Data in this exercise:

-.-.-

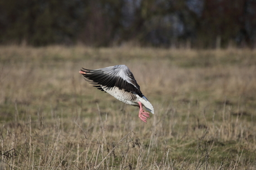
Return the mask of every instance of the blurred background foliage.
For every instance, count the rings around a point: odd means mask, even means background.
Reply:
[[[1,0],[0,44],[256,47],[254,0]]]

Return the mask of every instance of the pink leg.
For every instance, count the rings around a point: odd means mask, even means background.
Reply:
[[[147,117],[150,118],[149,116],[149,113],[146,112],[142,109],[142,105],[140,101],[138,102],[139,105],[140,105],[140,112],[139,112],[139,117],[144,121],[144,122],[147,122]]]

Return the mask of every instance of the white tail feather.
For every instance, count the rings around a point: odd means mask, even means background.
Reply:
[[[137,96],[139,98],[139,100],[142,104],[143,106],[148,110],[152,114],[154,114],[154,108],[152,106],[151,104],[147,100],[147,98],[145,96],[143,96],[142,98]]]

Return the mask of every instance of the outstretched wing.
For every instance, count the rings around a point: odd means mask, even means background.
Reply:
[[[136,93],[142,97],[140,86],[132,73],[125,65],[117,65],[95,70],[83,68],[81,70],[85,79],[104,91],[101,86],[108,87],[117,87],[119,89]]]

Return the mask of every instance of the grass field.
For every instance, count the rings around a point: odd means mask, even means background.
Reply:
[[[155,109],[78,73],[126,65]],[[256,51],[0,47],[0,169],[256,169]]]

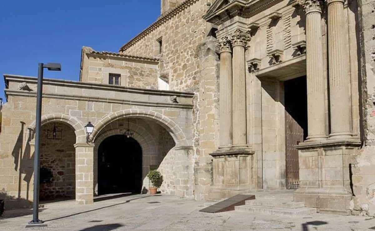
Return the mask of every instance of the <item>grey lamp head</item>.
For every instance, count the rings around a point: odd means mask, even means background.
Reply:
[[[48,63],[43,64],[43,67],[46,68],[50,71],[61,71],[61,65],[60,63]]]

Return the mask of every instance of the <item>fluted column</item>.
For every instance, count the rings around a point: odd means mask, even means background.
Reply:
[[[237,29],[232,35],[233,47],[233,147],[247,146],[246,125],[246,67],[245,46],[248,33]]]
[[[328,63],[331,133],[334,139],[351,137],[350,79],[346,72],[344,0],[328,0]]]
[[[325,131],[324,78],[319,0],[301,1],[306,12],[308,140],[327,138]]]
[[[228,36],[220,38],[217,43],[220,48],[220,148],[232,145],[232,52]]]

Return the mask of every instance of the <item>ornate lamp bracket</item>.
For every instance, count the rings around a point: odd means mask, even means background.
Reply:
[[[306,54],[306,41],[300,41],[292,44],[292,46],[297,56]]]
[[[284,51],[280,49],[275,49],[268,52],[268,55],[271,58],[270,62],[271,65],[274,65],[282,62]]]

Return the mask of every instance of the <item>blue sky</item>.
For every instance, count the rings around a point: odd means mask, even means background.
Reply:
[[[60,63],[44,77],[78,80],[82,46],[118,51],[154,21],[159,0],[0,1],[0,98],[3,75],[36,76],[38,63]]]

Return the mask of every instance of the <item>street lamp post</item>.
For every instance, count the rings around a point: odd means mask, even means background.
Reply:
[[[43,89],[43,69],[60,71],[59,63],[39,63],[38,69],[38,86],[36,93],[36,116],[35,126],[35,150],[34,154],[34,198],[33,203],[33,220],[31,225],[41,224],[44,222],[39,219],[39,177],[40,168],[40,124],[42,117],[42,93]]]

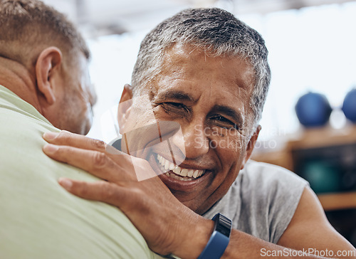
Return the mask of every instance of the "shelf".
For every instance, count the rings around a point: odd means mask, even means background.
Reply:
[[[325,211],[356,208],[356,191],[318,195]]]

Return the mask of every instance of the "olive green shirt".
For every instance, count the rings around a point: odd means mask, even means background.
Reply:
[[[49,131],[58,130],[0,85],[0,258],[158,257],[119,209],[58,184],[61,176],[98,179],[46,156],[42,134]]]

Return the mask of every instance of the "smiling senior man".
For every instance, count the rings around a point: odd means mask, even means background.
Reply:
[[[225,11],[187,9],[164,21],[143,40],[120,100],[132,103],[119,107],[125,146],[141,150],[139,158],[85,137],[45,134],[49,157],[105,180],[60,184],[120,208],[157,253],[341,258],[348,251],[344,258],[354,258],[307,182],[248,162],[270,81],[267,56],[261,36]],[[162,122],[179,123],[182,132],[170,136],[169,150],[152,136],[127,133]],[[137,181],[137,171],[159,176]]]

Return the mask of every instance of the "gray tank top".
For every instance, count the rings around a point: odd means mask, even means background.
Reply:
[[[248,161],[225,196],[203,216],[221,213],[232,227],[277,243],[308,183],[278,166]]]

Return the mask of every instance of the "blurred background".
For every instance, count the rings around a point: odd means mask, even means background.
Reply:
[[[356,1],[44,1],[89,43],[98,102],[88,136],[106,142],[116,137],[108,111],[130,83],[140,41],[158,23],[185,8],[215,6],[256,29],[272,80],[253,159],[309,181],[330,222],[356,245]]]

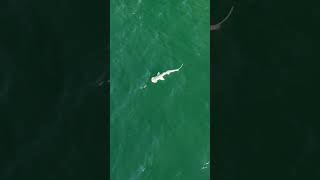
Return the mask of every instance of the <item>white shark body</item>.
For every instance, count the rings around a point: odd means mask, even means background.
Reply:
[[[164,76],[165,75],[169,75],[169,74],[171,74],[173,72],[179,71],[182,68],[182,66],[183,66],[183,64],[178,69],[168,70],[168,71],[165,71],[163,73],[158,72],[158,74],[155,77],[151,78],[151,82],[157,83],[159,80],[164,81]]]

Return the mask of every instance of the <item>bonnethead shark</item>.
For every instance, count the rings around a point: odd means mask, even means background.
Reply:
[[[173,72],[179,71],[182,68],[183,64],[178,68],[178,69],[173,69],[173,70],[167,70],[163,73],[158,72],[158,74],[155,77],[151,78],[151,82],[157,83],[159,80],[164,81],[164,76],[169,75]]]

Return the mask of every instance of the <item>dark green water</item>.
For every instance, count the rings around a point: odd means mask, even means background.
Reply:
[[[112,180],[209,179],[209,9],[208,0],[111,1]]]

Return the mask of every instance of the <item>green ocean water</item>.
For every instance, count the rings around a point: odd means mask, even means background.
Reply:
[[[111,179],[209,179],[210,2],[110,4]]]

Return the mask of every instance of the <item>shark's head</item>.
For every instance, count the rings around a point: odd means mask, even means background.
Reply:
[[[153,83],[157,83],[157,82],[158,82],[158,80],[157,80],[155,77],[152,77],[152,78],[151,78],[151,82],[153,82]]]

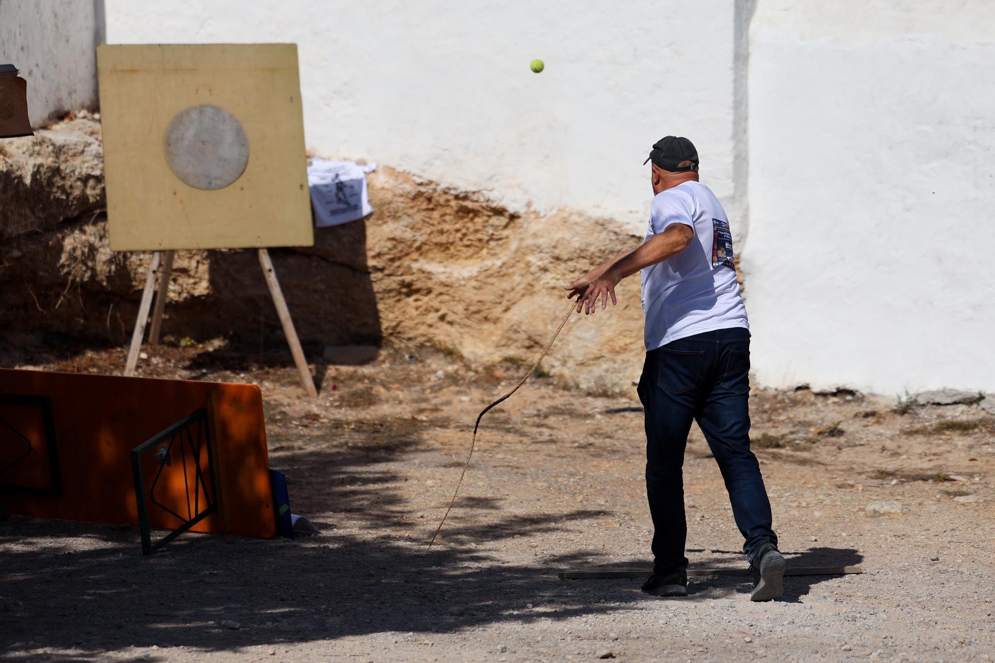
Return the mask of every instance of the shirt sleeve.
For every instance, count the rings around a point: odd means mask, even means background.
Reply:
[[[655,196],[650,208],[650,228],[653,230],[653,234],[659,235],[667,230],[668,226],[675,223],[683,223],[690,226],[692,230],[695,229],[693,201],[677,191],[671,195]]]

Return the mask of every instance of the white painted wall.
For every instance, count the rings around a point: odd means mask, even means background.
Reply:
[[[995,2],[759,0],[749,59],[760,382],[995,391]]]
[[[650,146],[733,200],[733,0],[107,0],[107,42],[296,42],[307,145],[642,235]],[[546,70],[532,74],[533,58]]]
[[[0,0],[0,64],[13,64],[28,82],[32,126],[97,108],[101,36],[101,0]]]

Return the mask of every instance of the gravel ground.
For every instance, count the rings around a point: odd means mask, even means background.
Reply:
[[[123,357],[33,360],[109,372]],[[426,553],[477,413],[522,369],[394,349],[318,370],[311,402],[292,367],[252,365],[221,343],[163,346],[143,362],[146,375],[259,383],[271,465],[321,536],[184,535],[145,558],[136,528],[12,517],[0,523],[0,659],[995,655],[995,428],[977,405],[899,414],[895,397],[754,390],[754,448],[789,563],[864,569],[786,578],[783,600],[756,604],[736,577],[693,577],[679,599],[642,594],[639,580],[557,578],[649,569],[642,415],[604,412],[638,405],[635,389],[598,396],[540,377],[489,414]],[[685,483],[692,565],[745,567],[696,428]]]

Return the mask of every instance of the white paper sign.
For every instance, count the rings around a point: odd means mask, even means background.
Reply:
[[[376,164],[311,159],[307,166],[314,225],[318,228],[356,221],[373,212],[366,189],[366,173]]]

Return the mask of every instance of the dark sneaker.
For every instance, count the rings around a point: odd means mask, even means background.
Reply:
[[[640,589],[654,596],[687,596],[688,574],[684,571],[676,571],[669,575],[654,573],[646,578]]]
[[[784,555],[770,544],[764,544],[749,566],[749,575],[753,578],[753,591],[749,593],[749,599],[769,601],[783,596],[786,565]]]

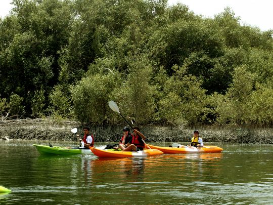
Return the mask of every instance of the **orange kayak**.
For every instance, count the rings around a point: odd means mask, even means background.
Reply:
[[[158,149],[164,154],[187,154],[189,153],[216,153],[221,152],[223,149],[216,146],[204,146],[203,147],[159,147],[150,144],[145,145],[146,148]]]
[[[162,154],[161,151],[157,149],[144,149],[143,151],[110,151],[105,149],[99,149],[95,147],[90,147],[94,154],[100,157],[137,157]]]

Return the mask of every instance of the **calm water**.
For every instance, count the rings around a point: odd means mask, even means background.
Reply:
[[[47,142],[0,142],[0,185],[12,191],[0,204],[273,204],[272,145],[109,159],[41,156],[33,143]]]

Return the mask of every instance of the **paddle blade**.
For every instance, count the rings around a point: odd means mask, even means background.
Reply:
[[[73,129],[71,129],[71,131],[72,133],[73,133],[74,134],[76,134],[77,133],[77,128],[73,128]]]
[[[117,112],[119,113],[120,113],[119,112],[119,109],[118,108],[118,106],[113,100],[110,101],[108,103],[108,105],[109,105],[109,107],[112,109],[112,110],[114,112]]]
[[[172,147],[177,147],[179,146],[181,146],[180,144],[176,143],[175,142],[172,143],[171,145],[172,146]]]

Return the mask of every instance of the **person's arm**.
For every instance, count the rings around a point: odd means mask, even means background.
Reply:
[[[203,140],[202,139],[201,137],[199,138],[199,142],[200,143],[200,144],[198,146],[201,147],[204,147],[204,144],[203,143]]]

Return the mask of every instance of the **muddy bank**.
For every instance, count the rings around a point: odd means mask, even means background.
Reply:
[[[57,121],[52,119],[16,119],[0,121],[0,140],[38,140],[76,141],[75,135],[70,132],[77,128],[82,135],[81,124],[73,121]],[[118,142],[122,136],[124,125],[120,126],[95,126],[90,131],[97,142]],[[147,137],[146,142],[189,142],[193,129],[147,126],[141,127]],[[271,128],[198,127],[205,142],[273,144],[273,129]]]

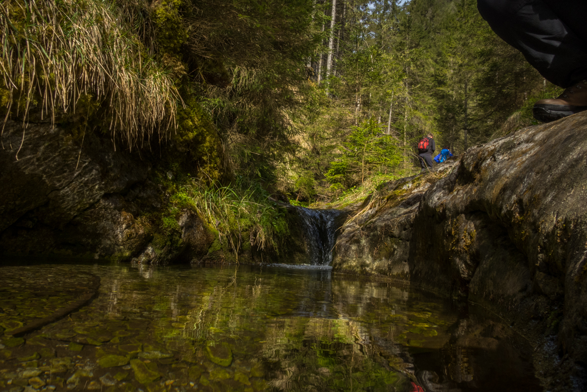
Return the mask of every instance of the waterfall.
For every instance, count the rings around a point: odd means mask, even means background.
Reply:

-.-.-

Requirements: Copy the material word for word from its very start through the line containing "[[[1,0],[0,44],[256,47],[254,0]]]", with both ends included. Leave the picture out of your answer.

Exercise response:
Return the mask of every instance of the blurred background foliage.
For every instance, count the rings around a point: odd means mask, even means background.
Reply:
[[[1,0],[0,44],[256,47],[254,0]]]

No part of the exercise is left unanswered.